→ QUOTED TEXT
Home > Archives for September 2023

The Downsides of Getting a Merchant Cash Advance (MCA)

September 23, 2023

As a business owner, wouldn’t it be great to have access to immediate capital even if you might not have the best credit score? There is a solution for you, called a merchant cash advance. But be advised these cash advances come with some hefty downfalls.

All businesses need working capital to be able to continue doing business, that doesn’t mean the easiest solution is the best idea. In reality, merchant cash advance loans always end up costing more than a traditional business loan.

Keep reading to learn about the risks associated with them and what you should use instead.

What is a Merchant Cash Advance (MCA)?

A merchant cash advance is an advance on working capital in exchange for a percentage of future sales. These types of advances are unregulated by the government and carry a heavy risk.

Like any small business, when money gets low, you look for any solution to get back on track. And the worst part is lenders know this and may try to take advantage of struggling entrepreneurs.

Merchant cash advances are only a short term solution and usually end up costing you more money in the long run. There are better types of funding to use like AR financing instead of MCA’s. But in some instances, it may be a last resort option.

High APR

One of the biggest downsides of a merchant cash advance is that they usually have some pretty expensive fees.

Most MCA’s are set up based on future sales and are usually paid back either daily, or monthly, depending on the rate. So the more that you make, the higher the APR gets, and can likely lead to paying back more than a traditional loan. Sometimes the interest rate gets higher than 300%.

In one business’s case, they were given an advance of almost $24,000, the payments were $500 a day, and this went on for 76 days. The total came to $37,500 in repayments. That’s about a 346% interest rate.

Typical small business loans average about 8-20% interest rates. For more information on a small business loan, check out this link.

Short Term Solution

Another major problem with merchant cash advances is that they can hurt you in the long run. They sound like a great idea when you are low on capital, but with the high-interest rates associated with them, they could end up burying you further.

→ ENTRIES
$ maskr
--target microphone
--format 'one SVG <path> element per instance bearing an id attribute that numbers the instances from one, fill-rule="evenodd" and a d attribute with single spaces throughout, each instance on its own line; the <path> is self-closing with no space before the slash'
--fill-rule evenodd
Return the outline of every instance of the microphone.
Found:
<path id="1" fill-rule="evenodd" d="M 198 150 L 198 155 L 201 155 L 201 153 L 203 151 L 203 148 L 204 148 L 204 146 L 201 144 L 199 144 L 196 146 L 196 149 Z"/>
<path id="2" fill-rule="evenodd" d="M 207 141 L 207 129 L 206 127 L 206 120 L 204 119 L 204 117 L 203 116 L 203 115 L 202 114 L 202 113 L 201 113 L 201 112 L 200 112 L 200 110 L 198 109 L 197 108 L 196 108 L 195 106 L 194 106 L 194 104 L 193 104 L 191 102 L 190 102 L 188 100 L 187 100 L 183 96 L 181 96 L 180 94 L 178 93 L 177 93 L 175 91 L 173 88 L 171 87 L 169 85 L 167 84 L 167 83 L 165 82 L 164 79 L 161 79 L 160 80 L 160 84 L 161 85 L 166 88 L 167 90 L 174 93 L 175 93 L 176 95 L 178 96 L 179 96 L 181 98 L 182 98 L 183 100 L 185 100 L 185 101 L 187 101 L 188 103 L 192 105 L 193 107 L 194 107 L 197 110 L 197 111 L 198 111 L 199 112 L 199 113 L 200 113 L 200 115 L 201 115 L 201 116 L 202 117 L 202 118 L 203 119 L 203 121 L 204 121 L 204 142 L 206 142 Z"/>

→ WRITTEN TASKS
1. According to the merchant cash advance article, what is the typical average interest rate range for small business loans?
2. Filter the records down to every line that holds the string "path".

→ EXPECTED RESPONSES
1. About 8-20%.

2.
--format 'one SVG <path> element per instance bearing an id attribute that numbers the instances from one, fill-rule="evenodd" and a d attribute with single spaces throughout, each instance on its own line; the <path> is self-closing with no space before the slash'
<path id="1" fill-rule="evenodd" d="M 198 150 L 198 155 L 201 155 L 201 153 L 203 151 L 203 148 L 204 148 L 204 146 L 201 144 L 199 144 L 196 146 L 196 149 Z"/>
<path id="2" fill-rule="evenodd" d="M 207 141 L 207 129 L 206 127 L 206 120 L 204 119 L 204 117 L 203 116 L 203 115 L 202 114 L 202 113 L 201 113 L 201 112 L 200 112 L 200 110 L 198 109 L 197 108 L 196 108 L 195 106 L 194 106 L 194 104 L 193 104 L 191 102 L 190 102 L 188 100 L 187 100 L 183 96 L 181 96 L 180 94 L 178 93 L 177 93 L 175 91 L 173 88 L 171 87 L 169 85 L 167 84 L 167 83 L 165 82 L 164 79 L 161 79 L 160 80 L 160 84 L 161 85 L 166 88 L 167 90 L 174 93 L 175 93 L 176 95 L 178 96 L 179 96 L 181 98 L 182 98 L 183 100 L 185 100 L 185 101 L 187 101 L 188 103 L 192 105 L 193 107 L 194 107 L 197 110 L 197 111 L 198 111 L 199 112 L 199 113 L 200 113 L 200 115 L 201 115 L 201 116 L 202 117 L 202 118 L 203 119 L 203 121 L 204 121 L 204 142 L 206 142 Z"/>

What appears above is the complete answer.